# [Task description]
Write out, exactly as they appear, only the lines running from the line with "of the jersey" to the final line of the listing; include both.

Rows from a pointing dataset:
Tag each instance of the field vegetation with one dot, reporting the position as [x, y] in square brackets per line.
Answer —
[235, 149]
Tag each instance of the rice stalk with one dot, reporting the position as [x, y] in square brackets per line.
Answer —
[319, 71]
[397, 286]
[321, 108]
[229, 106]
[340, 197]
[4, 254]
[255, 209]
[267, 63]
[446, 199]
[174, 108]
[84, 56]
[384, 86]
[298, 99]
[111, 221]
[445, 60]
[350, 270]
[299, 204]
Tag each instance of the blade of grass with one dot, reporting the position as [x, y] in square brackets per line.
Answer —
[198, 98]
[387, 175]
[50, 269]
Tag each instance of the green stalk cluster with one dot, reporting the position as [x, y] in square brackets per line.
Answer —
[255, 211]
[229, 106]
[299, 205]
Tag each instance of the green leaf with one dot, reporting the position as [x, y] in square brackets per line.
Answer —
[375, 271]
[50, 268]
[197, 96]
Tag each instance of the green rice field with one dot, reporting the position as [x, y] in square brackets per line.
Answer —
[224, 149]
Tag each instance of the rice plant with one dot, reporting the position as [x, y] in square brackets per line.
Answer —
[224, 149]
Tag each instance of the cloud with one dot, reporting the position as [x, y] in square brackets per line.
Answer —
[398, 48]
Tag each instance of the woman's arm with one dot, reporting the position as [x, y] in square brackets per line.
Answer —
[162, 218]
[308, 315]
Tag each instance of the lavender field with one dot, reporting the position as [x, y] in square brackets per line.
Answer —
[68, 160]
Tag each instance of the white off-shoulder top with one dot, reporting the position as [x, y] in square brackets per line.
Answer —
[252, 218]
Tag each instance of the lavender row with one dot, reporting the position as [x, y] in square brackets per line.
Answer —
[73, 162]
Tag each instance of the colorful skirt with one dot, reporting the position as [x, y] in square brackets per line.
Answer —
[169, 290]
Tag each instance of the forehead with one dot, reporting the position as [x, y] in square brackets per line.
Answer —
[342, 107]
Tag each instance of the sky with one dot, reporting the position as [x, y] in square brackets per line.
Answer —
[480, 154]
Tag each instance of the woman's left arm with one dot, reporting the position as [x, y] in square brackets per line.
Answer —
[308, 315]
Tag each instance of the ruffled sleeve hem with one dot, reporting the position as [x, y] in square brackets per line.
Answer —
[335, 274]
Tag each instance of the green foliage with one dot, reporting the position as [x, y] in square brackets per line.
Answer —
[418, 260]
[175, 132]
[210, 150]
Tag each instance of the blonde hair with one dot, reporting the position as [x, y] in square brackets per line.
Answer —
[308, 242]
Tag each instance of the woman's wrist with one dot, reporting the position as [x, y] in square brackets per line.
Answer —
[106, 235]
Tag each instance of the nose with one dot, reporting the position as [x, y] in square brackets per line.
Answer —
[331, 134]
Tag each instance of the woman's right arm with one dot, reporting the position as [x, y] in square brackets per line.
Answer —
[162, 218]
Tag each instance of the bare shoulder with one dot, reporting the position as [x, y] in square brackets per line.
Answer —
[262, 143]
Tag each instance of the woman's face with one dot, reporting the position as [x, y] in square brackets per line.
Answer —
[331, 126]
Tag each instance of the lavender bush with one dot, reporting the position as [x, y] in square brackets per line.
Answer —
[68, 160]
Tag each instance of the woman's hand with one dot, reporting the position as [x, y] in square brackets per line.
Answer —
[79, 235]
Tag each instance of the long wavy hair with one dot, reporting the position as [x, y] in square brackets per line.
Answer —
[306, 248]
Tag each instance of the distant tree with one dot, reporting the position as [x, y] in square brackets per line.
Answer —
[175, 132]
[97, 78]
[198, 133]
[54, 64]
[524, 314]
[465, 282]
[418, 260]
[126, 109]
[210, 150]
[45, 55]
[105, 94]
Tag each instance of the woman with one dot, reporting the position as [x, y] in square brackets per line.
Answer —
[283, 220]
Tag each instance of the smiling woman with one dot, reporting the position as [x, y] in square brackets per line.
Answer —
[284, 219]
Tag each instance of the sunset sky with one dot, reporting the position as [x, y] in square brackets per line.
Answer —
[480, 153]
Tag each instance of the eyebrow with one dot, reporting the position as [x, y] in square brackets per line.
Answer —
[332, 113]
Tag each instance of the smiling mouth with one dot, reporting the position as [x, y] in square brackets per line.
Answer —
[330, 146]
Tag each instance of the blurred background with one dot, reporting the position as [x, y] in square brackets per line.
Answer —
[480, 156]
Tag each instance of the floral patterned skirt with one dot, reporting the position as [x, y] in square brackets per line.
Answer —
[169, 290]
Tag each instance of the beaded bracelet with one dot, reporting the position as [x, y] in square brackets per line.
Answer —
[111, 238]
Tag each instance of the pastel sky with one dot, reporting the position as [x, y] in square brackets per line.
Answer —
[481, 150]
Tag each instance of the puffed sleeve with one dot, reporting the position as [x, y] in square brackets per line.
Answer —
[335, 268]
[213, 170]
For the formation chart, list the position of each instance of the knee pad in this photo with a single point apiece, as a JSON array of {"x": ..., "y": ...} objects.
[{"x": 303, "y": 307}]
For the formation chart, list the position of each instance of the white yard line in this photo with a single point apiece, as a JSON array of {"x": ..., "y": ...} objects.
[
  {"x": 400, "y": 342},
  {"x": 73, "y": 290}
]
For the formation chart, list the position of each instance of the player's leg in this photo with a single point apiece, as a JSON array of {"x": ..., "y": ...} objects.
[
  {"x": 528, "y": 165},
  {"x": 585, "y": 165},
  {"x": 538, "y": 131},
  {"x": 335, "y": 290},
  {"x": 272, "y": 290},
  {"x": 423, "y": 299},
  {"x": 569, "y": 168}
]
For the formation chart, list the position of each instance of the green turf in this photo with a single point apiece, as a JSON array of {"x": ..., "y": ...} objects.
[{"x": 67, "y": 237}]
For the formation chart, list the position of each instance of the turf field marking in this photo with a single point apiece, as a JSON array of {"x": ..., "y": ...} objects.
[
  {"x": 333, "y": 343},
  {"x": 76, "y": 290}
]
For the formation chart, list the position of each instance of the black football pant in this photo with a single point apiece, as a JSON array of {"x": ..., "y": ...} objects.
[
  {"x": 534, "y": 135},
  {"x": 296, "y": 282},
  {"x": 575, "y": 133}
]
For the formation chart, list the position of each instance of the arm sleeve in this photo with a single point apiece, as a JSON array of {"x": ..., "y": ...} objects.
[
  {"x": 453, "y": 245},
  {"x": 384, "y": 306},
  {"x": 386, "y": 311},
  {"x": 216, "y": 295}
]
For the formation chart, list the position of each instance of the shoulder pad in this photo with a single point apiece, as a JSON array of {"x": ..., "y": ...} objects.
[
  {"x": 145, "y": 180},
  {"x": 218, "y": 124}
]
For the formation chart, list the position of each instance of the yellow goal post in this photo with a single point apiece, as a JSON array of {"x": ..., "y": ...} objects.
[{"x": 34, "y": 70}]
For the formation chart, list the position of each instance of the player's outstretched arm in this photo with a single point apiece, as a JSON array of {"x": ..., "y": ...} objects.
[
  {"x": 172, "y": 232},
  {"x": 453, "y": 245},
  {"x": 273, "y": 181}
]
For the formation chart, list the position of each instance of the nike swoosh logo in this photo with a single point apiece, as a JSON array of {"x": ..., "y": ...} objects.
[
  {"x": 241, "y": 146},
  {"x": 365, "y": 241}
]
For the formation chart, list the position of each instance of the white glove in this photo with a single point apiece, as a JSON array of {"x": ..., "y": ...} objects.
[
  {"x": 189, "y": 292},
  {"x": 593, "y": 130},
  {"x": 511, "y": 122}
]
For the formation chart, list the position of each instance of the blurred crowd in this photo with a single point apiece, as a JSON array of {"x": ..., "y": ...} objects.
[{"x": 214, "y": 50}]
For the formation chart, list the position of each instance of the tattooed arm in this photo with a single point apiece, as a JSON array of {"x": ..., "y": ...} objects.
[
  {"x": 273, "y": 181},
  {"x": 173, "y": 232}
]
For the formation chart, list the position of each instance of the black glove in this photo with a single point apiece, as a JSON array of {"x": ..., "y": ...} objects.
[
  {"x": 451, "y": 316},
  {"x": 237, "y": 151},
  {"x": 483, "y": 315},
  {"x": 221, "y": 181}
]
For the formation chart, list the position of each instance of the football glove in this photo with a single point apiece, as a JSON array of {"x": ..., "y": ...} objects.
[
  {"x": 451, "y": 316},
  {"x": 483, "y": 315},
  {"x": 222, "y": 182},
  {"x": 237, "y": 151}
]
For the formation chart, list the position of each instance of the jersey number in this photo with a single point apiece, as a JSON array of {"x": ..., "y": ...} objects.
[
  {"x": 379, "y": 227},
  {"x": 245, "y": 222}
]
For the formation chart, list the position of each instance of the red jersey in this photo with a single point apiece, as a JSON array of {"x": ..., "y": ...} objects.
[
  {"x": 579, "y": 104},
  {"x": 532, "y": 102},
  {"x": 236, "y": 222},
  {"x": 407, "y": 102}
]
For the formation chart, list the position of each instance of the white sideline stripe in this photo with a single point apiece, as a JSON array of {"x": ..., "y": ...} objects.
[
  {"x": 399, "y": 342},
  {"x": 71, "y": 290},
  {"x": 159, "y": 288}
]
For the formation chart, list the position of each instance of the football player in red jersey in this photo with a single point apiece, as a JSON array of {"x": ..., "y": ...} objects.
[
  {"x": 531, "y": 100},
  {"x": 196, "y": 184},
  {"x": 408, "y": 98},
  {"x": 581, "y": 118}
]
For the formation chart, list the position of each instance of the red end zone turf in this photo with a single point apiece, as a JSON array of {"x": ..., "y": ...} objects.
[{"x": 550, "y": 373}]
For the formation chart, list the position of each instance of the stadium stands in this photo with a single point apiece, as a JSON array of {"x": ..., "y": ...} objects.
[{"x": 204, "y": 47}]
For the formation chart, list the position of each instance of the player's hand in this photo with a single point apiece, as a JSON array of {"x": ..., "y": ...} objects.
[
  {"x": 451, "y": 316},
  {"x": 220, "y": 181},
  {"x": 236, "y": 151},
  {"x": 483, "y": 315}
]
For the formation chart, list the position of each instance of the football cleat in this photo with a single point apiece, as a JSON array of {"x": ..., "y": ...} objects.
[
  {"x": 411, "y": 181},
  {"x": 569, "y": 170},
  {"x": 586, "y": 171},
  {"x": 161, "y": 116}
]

# [Task output]
For the formation chart, list the position of each instance of the jersey number in this photo with a single point apiece, as a JSON array of {"x": ..., "y": ...} objects.
[
  {"x": 379, "y": 227},
  {"x": 245, "y": 222}
]
For the formation chart, list the position of each instance of the red jersey in this photo with a single point apiece, as a JSON array of {"x": ..., "y": ...} objects.
[
  {"x": 579, "y": 104},
  {"x": 532, "y": 102},
  {"x": 236, "y": 222},
  {"x": 407, "y": 102}
]
For the formation chart, list the position of each instance of the white sideline stripe in this photo with a single point apiece, as a JSON array of {"x": ..., "y": ...} objects.
[
  {"x": 399, "y": 342},
  {"x": 71, "y": 290},
  {"x": 159, "y": 288}
]
For the formation chart, list the position of each instance of the football player in red jersey in this photo with a single point apiece, as a JSON array of {"x": ..., "y": ...} objects.
[
  {"x": 531, "y": 100},
  {"x": 196, "y": 184},
  {"x": 408, "y": 98},
  {"x": 581, "y": 118}
]
For the formation chart, list the position of each instance of the red end zone turf in this photo with a single point apiece, as a JSON array of {"x": ..., "y": ...} objects.
[{"x": 550, "y": 373}]
For the formation chart, list the position of each instance of the stadium stands in this photo with a single point apiece, as a JSON array of {"x": ..., "y": ...} objects.
[{"x": 204, "y": 47}]
For the formation chart, list the position of each instance of the player's hand in this photo with a single point apiece, as a JSON array of {"x": ..., "y": ...} objects.
[
  {"x": 451, "y": 316},
  {"x": 220, "y": 181},
  {"x": 236, "y": 151},
  {"x": 483, "y": 315}
]
For the formation chart, list the position of each instance of the football cleat in this photo with a single point apiece, as a JSON array of {"x": ..., "y": ...} objects.
[
  {"x": 411, "y": 181},
  {"x": 569, "y": 170},
  {"x": 586, "y": 171},
  {"x": 161, "y": 116}
]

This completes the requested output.